# What you need to do:
Reproduce every one of the records below verbatim, with no changes to wording, numbers, or punctuation.
========================
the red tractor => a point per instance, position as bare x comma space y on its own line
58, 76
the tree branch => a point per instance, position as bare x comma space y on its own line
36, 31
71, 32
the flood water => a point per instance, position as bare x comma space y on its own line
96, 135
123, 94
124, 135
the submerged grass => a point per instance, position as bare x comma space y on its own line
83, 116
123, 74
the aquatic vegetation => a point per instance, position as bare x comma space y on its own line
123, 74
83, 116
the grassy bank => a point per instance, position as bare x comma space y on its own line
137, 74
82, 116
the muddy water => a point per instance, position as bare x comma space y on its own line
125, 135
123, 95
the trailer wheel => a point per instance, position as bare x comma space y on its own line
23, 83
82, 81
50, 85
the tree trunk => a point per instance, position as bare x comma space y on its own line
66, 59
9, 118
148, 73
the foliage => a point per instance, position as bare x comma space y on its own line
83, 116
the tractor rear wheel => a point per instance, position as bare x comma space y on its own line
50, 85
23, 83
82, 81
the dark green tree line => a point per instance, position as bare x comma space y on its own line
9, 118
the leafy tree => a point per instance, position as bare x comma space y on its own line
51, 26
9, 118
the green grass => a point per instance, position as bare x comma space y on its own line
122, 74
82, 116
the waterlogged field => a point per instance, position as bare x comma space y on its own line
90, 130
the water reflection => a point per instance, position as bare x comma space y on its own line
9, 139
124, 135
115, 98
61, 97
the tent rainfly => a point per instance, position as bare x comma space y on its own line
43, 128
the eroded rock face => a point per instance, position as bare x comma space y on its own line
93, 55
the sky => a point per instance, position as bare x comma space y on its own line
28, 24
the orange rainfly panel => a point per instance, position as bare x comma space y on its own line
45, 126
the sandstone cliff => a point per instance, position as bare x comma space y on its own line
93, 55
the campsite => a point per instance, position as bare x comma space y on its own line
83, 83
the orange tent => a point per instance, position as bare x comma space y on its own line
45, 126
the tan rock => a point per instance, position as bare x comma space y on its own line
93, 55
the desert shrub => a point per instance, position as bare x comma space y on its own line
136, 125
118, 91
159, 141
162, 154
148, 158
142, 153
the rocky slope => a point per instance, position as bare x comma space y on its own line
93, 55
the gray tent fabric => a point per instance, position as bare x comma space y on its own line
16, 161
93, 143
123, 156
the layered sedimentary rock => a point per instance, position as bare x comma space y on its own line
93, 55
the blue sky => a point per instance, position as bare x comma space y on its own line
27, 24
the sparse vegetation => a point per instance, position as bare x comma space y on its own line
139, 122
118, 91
========================
# Solution:
the red tractor => a point per instance, position as bare x comma space y on its own line
58, 76
the tree branch => a point per instance, position as bare x comma space y on its own line
36, 31
71, 32
the flood water => a point per instance, position as bare x comma space y on its own line
96, 135
123, 94
124, 135
the submerged grass => a point per instance, position as bare x comma space y on its own line
83, 116
123, 74
the aquatic vegetation => a point per instance, position as bare x comma space y on its own line
123, 74
83, 116
the grassy bank => a point per instance, position as bare x comma space y on its own line
137, 74
82, 116
the muddy water => a point per instance, position as bare x comma space y on its own line
125, 135
123, 95
the trailer wheel => a point per instance, position as bare x comma space y on its own line
23, 83
82, 81
50, 85
the tree trunk => a point per instance, position as bare x comma space y on its own line
66, 59
9, 118
148, 73
the foliage => a point per instance, position as bare x comma space y on its own line
83, 116
the tractor rear wheel => a point per instance, position as bare x comma space y on its own line
50, 85
23, 83
82, 81
the dark green tree line => a point per instance, position as bare x comma space y on its own line
9, 118
the leafy tree => a point per instance, position as bare x comma space y on its own line
51, 26
9, 118
the green grass => a point per instance, position as bare x comma space y on its own line
122, 74
82, 116
the waterlogged field => a point per instance, position as bare x comma space y on its own line
90, 130
the water reflection => a point per instance, position as bare x comma space y on its own line
9, 139
124, 135
115, 98
61, 97
the tent rainfly => a point per instance, position as bare x comma space y on its own line
43, 128
the eroded rock face => a point per instance, position as bare x comma space y on its own line
93, 55
the sky => a point per instance, position as bare x comma space y on its own line
28, 24
the orange rainfly panel => a point per instance, position as bare x comma space y on its own line
45, 126
the sandstone cliff => a point per instance, position as bare x comma space y on its own line
93, 55
the campsite => a point per instance, position as bare x comma space y on its own line
83, 83
the orange tent => a point per instance, position as bare x comma space y on its own line
45, 126
the tan rock => a point per instance, position as bare x comma space y on its own line
93, 55
the desert shrub => a point per instance, position as bare x comma space y on its own line
136, 125
118, 91
159, 141
162, 154
148, 158
142, 153
the rocky slope => a point per instance, position as bare x comma space y on its own line
93, 55
the gray tent fabric => a point per instance, position as bare x comma space y on its own line
16, 161
93, 143
123, 156
the layered sedimentary rock => a point per instance, position as bare x comma space y on its own line
93, 55
the blue sky => a point per instance, position as bare x comma space y on its own line
27, 24
the sparse vegetation => a point per instance, position as bare x comma space y on its own line
139, 122
118, 91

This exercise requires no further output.